▸ Selected text:
BEGIN

Although we did not have pathological verification of four other patients, the combination of age at onset ≤40 years, negative family history, presence of severe behavioural changes and caudate atrophy is highly suggestive of FTLD-FUS. Our suggested prevalence of three percent could be an underestimate, as ~30 percent of all cases described so far had an age at onset above 40 years, and not all patients in our cohort had an available MRI to semi-quantitatively score the caudate atrophy [46].

The observation of caudate atrophy on MRI in our FTLD-FUS cases during life has not been reported so far, but is in line with the presence of caudate atrophy and severe neuron loss at neuropathological examination. Neuroimaging features during life were not explicitly mentioned in three pathological studies on TDP-43-negative FTLD-U cases (FTLD-FUS in the new nomenclature) [1517]. Although smaller caudate volumes may be seen in the end-stage of FTD [18, 19], severe caudate atrophy was already detectable in the early disease stage of the present FTLD-FUS cases. Prominent caudate atrophy is characteristic for Huntington’s disease, but chorea or other extrapyramidal signs were absent in the present cases.

The occurrence of FTLD-FUS in 11% of our FTLD-U cases lies between the frequencies reported in other series [46], and emphasizes the idea that alternative pathophysiological mechanisms exist in the clinicopathological spectrum of FTLD and motor neuron disease. The FUS protein containing 526 amino-acids has structural similarities with TDP-43 and is involved in DNA repair and the regulation of transcription, RNA splicing, and export to cytoplasm [7, 20, 21]. Mutations in the FUS gene located on chromosome 16 have recently been identified in familial ALS with ubiquitin and FUS-positive, TDP-43-negative inclusions [20, 21].

The TDP-43-negative, FUS-positive cytoplasmatic inclusions have also been found in neuronal intermediate filament inclusion disease (NIFID) cases [22], whereas their presence has yet to be investigated in other related disorders: FTLD caused by CHMP2B mutations, basophilic inclusion body disease (BIBD), and ALS due to SOD1 mutations [2326].

END

▸ Activity A:
In the FTLD-FUS discussion, list the related disorders in which the presence of TDP-43-negative, FUS-positive inclusions has yet to be investigated.
▸ Activity B:
Write out the FTLD-FUS discussion from "The occurrence of" to "inclusions [20, 21].", replacing "familial" with "inherited".
▸ Activity C:
Carry on the FTLD-FUS discussion from its last sentence.
The records come from a separate source.

(Items stored from a collection)
BEGIN

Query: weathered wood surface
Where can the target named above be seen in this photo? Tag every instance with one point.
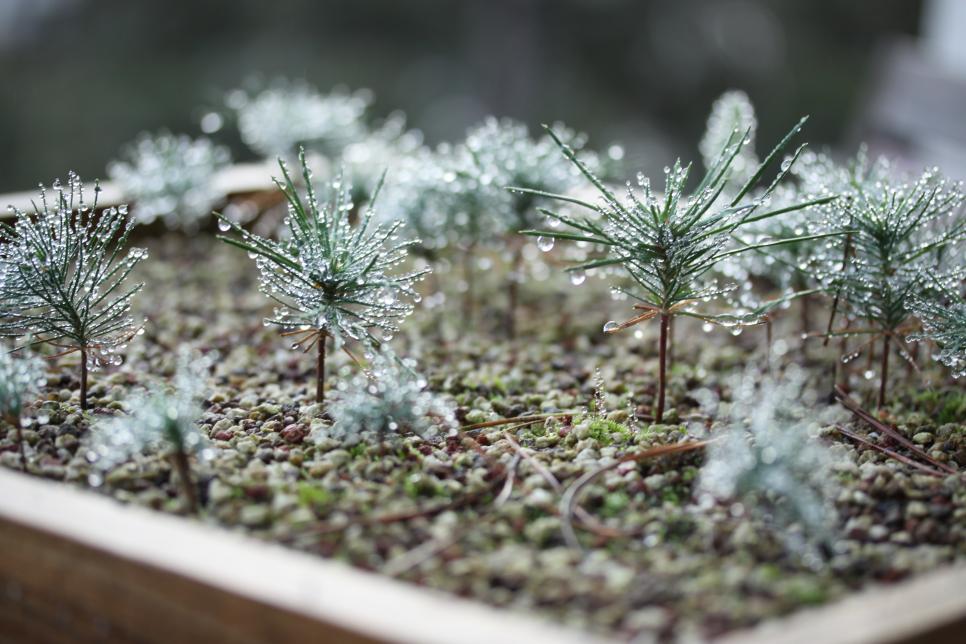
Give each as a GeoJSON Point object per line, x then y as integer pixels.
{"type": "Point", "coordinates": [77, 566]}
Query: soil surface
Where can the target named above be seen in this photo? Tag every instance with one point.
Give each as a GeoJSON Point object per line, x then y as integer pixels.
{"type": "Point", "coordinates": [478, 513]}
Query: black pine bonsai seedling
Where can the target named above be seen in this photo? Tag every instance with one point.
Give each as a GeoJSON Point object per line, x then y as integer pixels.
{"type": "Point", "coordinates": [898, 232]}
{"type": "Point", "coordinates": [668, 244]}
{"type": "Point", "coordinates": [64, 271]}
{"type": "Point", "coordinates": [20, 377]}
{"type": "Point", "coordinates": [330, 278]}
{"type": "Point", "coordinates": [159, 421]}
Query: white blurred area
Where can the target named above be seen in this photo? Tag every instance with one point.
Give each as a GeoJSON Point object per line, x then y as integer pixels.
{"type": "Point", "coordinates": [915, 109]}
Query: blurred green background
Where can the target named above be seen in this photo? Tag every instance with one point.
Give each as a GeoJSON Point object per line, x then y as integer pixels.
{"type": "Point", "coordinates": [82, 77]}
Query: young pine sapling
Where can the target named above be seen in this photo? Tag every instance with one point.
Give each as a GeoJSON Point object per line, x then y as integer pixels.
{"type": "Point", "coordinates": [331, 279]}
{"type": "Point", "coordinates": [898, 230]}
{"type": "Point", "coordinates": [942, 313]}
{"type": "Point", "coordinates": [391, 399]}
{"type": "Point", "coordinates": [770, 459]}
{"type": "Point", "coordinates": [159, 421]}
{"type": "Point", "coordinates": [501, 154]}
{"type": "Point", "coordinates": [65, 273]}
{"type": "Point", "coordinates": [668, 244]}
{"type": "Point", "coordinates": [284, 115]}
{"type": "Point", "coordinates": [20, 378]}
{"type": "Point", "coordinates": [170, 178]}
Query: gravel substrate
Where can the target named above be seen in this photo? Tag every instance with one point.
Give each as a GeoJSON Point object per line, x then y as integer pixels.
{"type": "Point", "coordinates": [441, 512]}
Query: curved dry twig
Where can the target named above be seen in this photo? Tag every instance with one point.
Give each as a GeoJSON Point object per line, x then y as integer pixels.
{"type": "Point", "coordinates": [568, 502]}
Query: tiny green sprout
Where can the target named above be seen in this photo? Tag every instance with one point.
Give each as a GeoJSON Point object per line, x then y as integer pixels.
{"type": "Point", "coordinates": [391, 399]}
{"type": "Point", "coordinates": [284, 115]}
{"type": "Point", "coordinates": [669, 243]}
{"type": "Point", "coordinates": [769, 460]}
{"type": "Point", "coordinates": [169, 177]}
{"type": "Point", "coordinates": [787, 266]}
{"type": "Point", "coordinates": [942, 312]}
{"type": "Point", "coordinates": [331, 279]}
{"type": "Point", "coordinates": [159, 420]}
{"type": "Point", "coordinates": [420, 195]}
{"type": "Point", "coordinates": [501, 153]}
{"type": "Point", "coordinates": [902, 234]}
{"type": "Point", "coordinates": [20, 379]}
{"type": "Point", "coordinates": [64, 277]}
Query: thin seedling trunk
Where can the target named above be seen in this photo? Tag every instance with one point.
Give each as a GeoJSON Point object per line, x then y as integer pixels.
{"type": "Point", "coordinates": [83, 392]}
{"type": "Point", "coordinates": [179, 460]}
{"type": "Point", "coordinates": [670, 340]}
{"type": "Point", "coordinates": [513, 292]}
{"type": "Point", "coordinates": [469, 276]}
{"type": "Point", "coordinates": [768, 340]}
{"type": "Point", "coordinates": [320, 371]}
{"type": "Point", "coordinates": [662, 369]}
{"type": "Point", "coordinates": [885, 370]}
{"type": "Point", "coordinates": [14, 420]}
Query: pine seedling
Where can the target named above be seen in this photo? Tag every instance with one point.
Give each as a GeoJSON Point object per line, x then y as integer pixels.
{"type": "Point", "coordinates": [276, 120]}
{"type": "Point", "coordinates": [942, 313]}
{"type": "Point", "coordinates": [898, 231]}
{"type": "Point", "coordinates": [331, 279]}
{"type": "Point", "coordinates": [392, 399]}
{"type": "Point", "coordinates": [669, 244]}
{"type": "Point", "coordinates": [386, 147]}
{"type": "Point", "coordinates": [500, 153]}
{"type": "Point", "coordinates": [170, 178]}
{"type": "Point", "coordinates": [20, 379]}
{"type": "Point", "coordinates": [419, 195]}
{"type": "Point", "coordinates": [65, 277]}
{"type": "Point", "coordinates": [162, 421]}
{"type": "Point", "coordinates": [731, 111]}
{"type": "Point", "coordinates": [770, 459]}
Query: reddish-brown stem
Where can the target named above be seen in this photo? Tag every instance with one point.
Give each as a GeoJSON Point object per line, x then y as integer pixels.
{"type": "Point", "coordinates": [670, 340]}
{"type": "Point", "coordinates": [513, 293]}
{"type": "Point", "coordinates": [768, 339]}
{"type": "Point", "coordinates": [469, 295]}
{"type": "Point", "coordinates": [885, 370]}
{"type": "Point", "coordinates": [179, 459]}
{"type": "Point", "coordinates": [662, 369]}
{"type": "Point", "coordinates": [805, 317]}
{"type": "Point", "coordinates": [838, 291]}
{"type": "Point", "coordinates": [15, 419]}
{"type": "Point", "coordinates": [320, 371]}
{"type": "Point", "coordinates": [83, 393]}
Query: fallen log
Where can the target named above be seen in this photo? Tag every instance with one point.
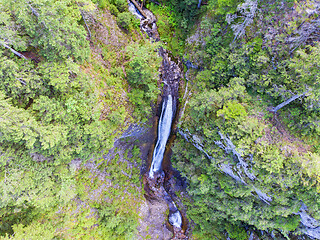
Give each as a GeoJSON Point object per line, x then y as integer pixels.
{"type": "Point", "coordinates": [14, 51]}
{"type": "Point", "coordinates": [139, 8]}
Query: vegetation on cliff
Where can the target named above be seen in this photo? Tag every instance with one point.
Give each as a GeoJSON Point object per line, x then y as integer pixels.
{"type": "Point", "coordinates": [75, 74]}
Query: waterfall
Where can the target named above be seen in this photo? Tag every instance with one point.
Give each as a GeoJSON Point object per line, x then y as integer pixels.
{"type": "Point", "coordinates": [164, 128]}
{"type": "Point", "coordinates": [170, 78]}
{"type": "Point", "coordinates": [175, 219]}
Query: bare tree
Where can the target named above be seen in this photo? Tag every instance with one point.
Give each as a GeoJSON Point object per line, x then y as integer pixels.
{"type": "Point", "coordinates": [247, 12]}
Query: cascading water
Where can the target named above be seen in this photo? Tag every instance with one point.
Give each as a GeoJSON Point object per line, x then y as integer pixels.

END

▸ Response A:
FTLD caused by CHMP2B mutations; basophilic inclusion body disease (BIBD); ALS due to SOD1 mutations

▸ Response B:
The occurrence of FTLD-FUS in 11% of our FTLD-U cases lies between the frequencies reported in other series [46], and emphasizes the idea that alternative pathophysiological mechanisms exist in the clinicopathological spectrum of FTLD and motor neuron disease. The FUS protein containing 526 amino-acids has structural similarities with TDP-43 and is involved in DNA repair and the regulation of transcription, RNA splicing, and export to cytoplasm [7, 20, 21]. Mutations in the FUS gene located on chromosome 16 have recently been identified in inherited ALS with ubiquitin and FUS-positive, TDP-43-negative inclusions [20, 21].

▸ Response C:
The remarkable vermiform or C-shaped morphology of the NII reported in all cases seems to be pathognomic for FTLD-FUS and differs from the lentiform or cat-eye shaped NII in GRN mutations [46, 2729]. Moreover, NII of GRN mutations shows a different immunohistochemical pattern with TDP-43 positive and FUS negative staining.

The relevance of exclusive p62-positive staining of the cytoplasmatic inclusions (and not of NII) still has to be determined. The question is whether the p62 protein is merely entrapped in these inclusions or plays a pathophysiological role in these disorders. The recent finding of accumulation of hyperphosphorylated tau and neurodegeneration in mice with genetic inactivation of the p62 gene supports the latter hypothesis [30].

A major drawback of the present study is the absence of a quantitative assessment of caudate atrophy on MRI [18]. Future prospective follow-up studies with voxel-based morphometry of the caudate nucleus on MRI are needed to determine the progression of caudate atrophy over time in FTLD-FUS.

In conclusion, FTLD-FUS is estimated to account for three percent of our series of clinical FTD. Age at onset ≤40 years, negative family history, bvFTD and caudate atrophy on MRI could be useful clinical predictors of FTLD-FUS as an underlying pathology in patients with clinical FTD. Larger samples of FTLD-FUS cases are needed to verify and to add new predictors for this clinicopathological subtype.